> [Texto seleccionado]
----
Durante mucho tiempo la convivencia ha tenido un referente basado en un estado de opinión libre, asentado sobre columnas e informaciones firmadas, avaladas por un criterio firme nacido de la vocación de informar, formar y y entretener. Ahora, multiplicadas las posibilidades informativas, cuando el exceso de noticias provoca una suerte de censura y desnorte, recurrir a los medios de comunicación tradicionales, a las firmas reconocibles, sea en el soporte que fuere, es la mayor garantía de fiabilidad, quizás la única.
----
> [Material de consulta]
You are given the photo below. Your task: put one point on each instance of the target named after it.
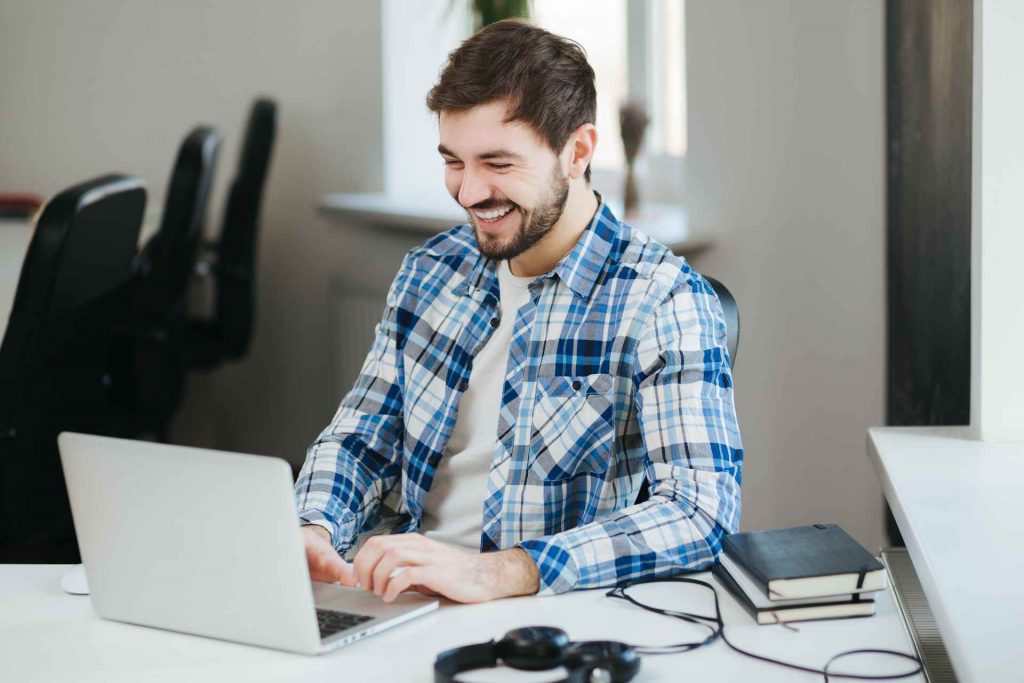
----
> [Objetivos]
(1) Cambia en el texto seleccionado el tramo que arranca con las palabras "Durante mucho tiempo" y acaba en "quizás la única.", con "confianza" en lugar de "fiabilidad".
(2) Di si cada frase coincide con el texto seleccionado. Contesta sí o no y cita las palabras del texto que lo deciden.
(a) Hoy hay menos posibilidades informativas que antes.
(b) El exceso de noticias provoca una suerte de censura.
(c) Las firmas reconocibles solo sirven en papel.
(3) ¿Qué es, según el texto seleccionado, la mayor garantía de fiabilidad?
Este material va aparte y no forma parte del texto.

> [Los resultados]
(1)
Durante mucho tiempo la convivencia ha tenido un referente basado en un estado de opinión libre, asentado sobre columnas e informaciones firmadas, avaladas por un criterio firme nacido de la vocación de informar, formar y y entretener. Ahora, multiplicadas las posibilidades informativas, cuando el exceso de noticias provoca una suerte de censura y desnorte, recurrir a los medios de comunicación tradicionales, a las firmas reconocibles, sea en el soporte que fuere, es la mayor garantía de confianza, quizás la única.

(2)
(a) No: "multiplicadas las posibilidades informativas".
(b) Sí: "el exceso de noticias provoca una suerte de censura y desnorte".
(c) No: "sea en el soporte que fuere".

(3) Recurrir a los medios de comunicación tradicionales, a las firmas reconocibles, sea en el soporte que fuere.